Exercise data Start Marker
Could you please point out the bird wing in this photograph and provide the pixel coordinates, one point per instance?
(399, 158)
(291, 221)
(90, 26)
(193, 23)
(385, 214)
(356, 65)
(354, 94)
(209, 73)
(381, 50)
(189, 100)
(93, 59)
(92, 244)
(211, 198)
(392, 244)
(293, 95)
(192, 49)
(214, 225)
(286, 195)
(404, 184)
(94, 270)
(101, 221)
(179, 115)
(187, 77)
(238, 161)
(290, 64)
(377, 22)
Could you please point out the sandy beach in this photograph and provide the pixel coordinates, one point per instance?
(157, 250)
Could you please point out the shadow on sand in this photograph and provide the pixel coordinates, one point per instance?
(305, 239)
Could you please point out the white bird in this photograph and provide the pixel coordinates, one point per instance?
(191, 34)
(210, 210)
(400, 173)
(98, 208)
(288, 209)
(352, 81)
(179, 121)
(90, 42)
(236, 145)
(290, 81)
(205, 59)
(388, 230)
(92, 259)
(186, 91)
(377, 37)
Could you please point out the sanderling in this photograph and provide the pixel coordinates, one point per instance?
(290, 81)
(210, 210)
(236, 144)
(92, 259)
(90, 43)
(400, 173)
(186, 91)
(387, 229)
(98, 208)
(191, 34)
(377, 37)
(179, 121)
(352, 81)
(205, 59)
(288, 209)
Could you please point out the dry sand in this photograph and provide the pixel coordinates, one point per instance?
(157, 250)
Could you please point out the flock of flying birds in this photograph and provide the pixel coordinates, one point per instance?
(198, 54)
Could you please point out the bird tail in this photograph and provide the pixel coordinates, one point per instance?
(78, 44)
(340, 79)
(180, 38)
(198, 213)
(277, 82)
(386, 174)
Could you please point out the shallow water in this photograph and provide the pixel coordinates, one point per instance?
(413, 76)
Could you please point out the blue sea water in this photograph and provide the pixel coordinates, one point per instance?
Exercise data End Marker
[Task prompt]:
All the lines above should be written out once more, exactly.

[Response to the task]:
Could you please point out the bird wing in this photograph and provide the pixel coordinates, one point per instance?
(399, 158)
(291, 221)
(90, 26)
(193, 23)
(385, 214)
(356, 65)
(354, 94)
(209, 73)
(381, 50)
(189, 100)
(93, 59)
(92, 244)
(211, 198)
(392, 244)
(293, 95)
(192, 49)
(214, 225)
(286, 195)
(404, 184)
(94, 270)
(101, 221)
(179, 115)
(187, 77)
(238, 161)
(290, 64)
(377, 22)
Could you please point out the sandy beach in this photograph and provide the pixel coordinates, one point per instance?
(157, 250)
Could you please point out the shadow on sand in this photograph and provide the pixel coordinates, one point per instance?
(305, 239)
Could you please point out the white bird in this photograph and provide the pixel coordinates, one point per instance?
(191, 34)
(210, 210)
(400, 173)
(98, 208)
(288, 209)
(352, 81)
(179, 121)
(90, 42)
(236, 145)
(290, 81)
(205, 59)
(388, 230)
(92, 259)
(186, 91)
(377, 37)
Could you please point out the sanderling in this photograph and provide the pixel coordinates, one point per instance?
(290, 81)
(210, 210)
(236, 144)
(92, 259)
(90, 43)
(400, 173)
(186, 91)
(387, 229)
(98, 208)
(191, 34)
(377, 37)
(179, 121)
(352, 81)
(205, 59)
(288, 209)
Could you please point out the dry sand in this photograph and provide the pixel coordinates, one point per instance?
(157, 250)
Could you please point out the flock of flying birds in this photograph and provide the pixel coordinates, one point per instance?
(198, 54)
Could you please point out the bird tail in this photograph and provide the pixel coordinates, one point per instance?
(78, 44)
(340, 79)
(180, 38)
(198, 213)
(277, 82)
(386, 174)
Could you please point out the shallow water in this photograph and provide the pixel coordinates, one point per instance?
(413, 76)
Could you please point out the blue sea water in this photograph and provide the pixel coordinates, one point per instance?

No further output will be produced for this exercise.